(Provided entries begins)

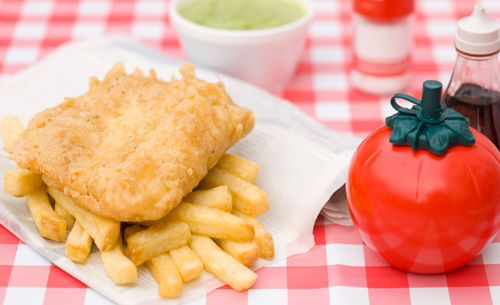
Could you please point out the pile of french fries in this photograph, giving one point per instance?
(213, 228)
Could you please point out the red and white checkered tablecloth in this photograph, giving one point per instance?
(339, 269)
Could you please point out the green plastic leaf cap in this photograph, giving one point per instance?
(427, 125)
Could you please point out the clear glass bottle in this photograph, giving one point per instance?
(474, 88)
(474, 91)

(Provided entries ends)

### What to do
The expected result is the data above in exact form, free of pictures.

### Written answer
Could you please point out the pile of french fries in this photograph, giving one point per instance?
(213, 228)
Could you please point out the red and white checkered tablecloth in this photograph, giving one point per instance?
(339, 269)
Could you please point out the green plastic leaf cap in this photograph, giving one point per instance?
(427, 125)
Could you please point out the clear glass bottle in this photograph, giving one point per instance?
(474, 88)
(474, 91)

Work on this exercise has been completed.